SOURCE EXCERPT:
● ● ● ● ● ● ●

There is a thread like this in VIP already. I threatened all of you I believe if anyone spoiled anything for me last season since I don't watch until Thursday. I added a disclaimer to the title for anyone else. Be glad I watched that episode last night instead of waiting until Thursday or I'd be hella pissed!


----------



## EL CUCO (Jul 25, 2011)

:rofl: too funny!!!


----------



## Blue_Nose_Bella (Jan 16, 2011)

pitbullmamanatl said:


> There is a thread like this in VIP already. I threatened all of you I believe if anyone spoiled anything for me last season since I don't watch until Thursday. I added a disclaimer to the title for anyone else. Be glad I watched that episode last night instead of waiting until Thursday or I'd be hella pissed!


LOL! Thanks for fixing the title to the thread Lauren!!! LOL! I put a warning in the bold red letters at the top of the thread because I already got yelled at by Amy aka Ames LOL! Ooops :stick:


----------



## SouthernMystery (Feb 20, 2011)

● ● ● ● ● ● ●

INSTRUCTIONS:
(1) According to the forum thread about spoiler warnings, on which day does pitbullmamanatl usually watch the show?
(2) Write the next part of the forum thread about spoiler warnings, picking up right after its last line.

MATERIAL SUPPLIED:
● ● ● ● ● ● ●

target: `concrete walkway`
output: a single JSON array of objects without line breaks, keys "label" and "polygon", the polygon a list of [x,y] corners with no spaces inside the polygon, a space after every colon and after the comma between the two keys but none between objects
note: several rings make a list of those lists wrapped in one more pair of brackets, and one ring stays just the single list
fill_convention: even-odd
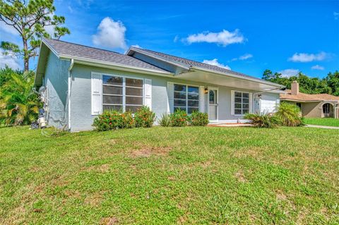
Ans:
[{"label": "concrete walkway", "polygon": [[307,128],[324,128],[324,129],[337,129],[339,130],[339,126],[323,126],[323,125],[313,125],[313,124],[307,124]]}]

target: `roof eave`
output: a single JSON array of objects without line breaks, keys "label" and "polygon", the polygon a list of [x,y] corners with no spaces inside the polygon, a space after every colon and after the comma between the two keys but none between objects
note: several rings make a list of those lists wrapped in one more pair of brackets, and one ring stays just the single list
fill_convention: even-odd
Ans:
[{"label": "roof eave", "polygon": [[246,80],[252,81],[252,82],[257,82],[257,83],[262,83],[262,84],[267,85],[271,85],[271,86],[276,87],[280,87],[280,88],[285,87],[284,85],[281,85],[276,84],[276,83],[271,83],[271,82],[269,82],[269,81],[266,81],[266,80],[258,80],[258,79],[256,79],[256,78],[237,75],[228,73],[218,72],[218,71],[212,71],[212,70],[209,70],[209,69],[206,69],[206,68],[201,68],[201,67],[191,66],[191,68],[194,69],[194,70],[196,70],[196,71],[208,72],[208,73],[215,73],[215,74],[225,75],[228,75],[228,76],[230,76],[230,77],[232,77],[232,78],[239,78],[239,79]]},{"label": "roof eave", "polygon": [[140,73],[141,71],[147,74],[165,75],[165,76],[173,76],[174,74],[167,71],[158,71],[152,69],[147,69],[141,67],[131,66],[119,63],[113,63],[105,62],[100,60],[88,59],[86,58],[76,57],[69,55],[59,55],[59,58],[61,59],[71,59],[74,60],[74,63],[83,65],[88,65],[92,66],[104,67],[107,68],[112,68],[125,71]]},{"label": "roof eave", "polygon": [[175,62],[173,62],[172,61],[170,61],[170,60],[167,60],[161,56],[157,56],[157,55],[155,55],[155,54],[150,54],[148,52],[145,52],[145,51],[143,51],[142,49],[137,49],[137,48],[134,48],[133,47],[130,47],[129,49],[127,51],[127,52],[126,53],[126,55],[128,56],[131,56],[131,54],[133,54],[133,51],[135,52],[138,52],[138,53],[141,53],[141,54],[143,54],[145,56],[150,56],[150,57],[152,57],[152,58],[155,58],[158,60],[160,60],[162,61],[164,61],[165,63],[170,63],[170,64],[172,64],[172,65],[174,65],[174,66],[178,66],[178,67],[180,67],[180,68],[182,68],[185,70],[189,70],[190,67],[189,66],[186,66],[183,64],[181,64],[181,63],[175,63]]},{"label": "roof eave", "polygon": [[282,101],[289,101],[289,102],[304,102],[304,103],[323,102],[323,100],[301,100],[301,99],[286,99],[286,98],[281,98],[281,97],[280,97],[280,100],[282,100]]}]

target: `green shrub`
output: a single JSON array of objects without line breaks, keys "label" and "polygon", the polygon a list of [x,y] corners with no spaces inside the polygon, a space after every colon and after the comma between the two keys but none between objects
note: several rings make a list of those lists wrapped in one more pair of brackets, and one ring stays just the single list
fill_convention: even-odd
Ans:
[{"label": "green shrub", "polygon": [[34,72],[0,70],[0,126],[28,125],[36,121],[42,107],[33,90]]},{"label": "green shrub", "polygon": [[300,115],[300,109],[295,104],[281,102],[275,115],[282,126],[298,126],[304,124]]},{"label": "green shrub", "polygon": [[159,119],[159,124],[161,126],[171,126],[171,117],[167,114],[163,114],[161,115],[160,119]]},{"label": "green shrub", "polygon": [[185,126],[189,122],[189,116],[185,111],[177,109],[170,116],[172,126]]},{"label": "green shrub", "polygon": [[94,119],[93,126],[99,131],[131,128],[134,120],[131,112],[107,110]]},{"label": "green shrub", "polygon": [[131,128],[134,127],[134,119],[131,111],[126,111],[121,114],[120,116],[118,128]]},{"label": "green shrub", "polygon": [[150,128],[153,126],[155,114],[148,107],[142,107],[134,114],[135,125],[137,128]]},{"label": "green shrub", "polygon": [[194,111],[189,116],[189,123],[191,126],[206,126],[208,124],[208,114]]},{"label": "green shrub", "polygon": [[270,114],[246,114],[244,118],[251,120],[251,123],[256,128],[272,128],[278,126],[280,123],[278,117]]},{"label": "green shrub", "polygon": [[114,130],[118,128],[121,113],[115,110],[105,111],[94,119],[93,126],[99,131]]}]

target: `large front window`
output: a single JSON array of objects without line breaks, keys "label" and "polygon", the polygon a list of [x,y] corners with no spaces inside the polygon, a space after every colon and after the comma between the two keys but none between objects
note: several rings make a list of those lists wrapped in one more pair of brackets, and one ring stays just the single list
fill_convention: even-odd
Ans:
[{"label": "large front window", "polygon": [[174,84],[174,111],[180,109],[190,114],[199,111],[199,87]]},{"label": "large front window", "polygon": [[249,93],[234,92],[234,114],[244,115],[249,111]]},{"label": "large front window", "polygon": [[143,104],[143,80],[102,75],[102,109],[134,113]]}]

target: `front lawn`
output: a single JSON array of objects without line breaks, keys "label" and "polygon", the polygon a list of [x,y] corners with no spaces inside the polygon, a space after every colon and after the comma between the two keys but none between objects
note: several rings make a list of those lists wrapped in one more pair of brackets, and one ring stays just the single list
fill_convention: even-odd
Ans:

● ● ● ● ● ● ●

ANSWER LIST:
(1) Thursday.

(2)
Is there anyway that you can watch all the episodes youve missed during the second season online WITHOUT paying for it? Because I don't want to pay for it online nor do I want to wait until it comes out on DVD.


----------



## ames (Jun 6, 2010)

The Walking Dead | Fast Pass TV

Each episode has a bunch loaded so find one that works with your computer. You can upgrade but there is usually watch a few hour at a time limit so you cant do marathons for free.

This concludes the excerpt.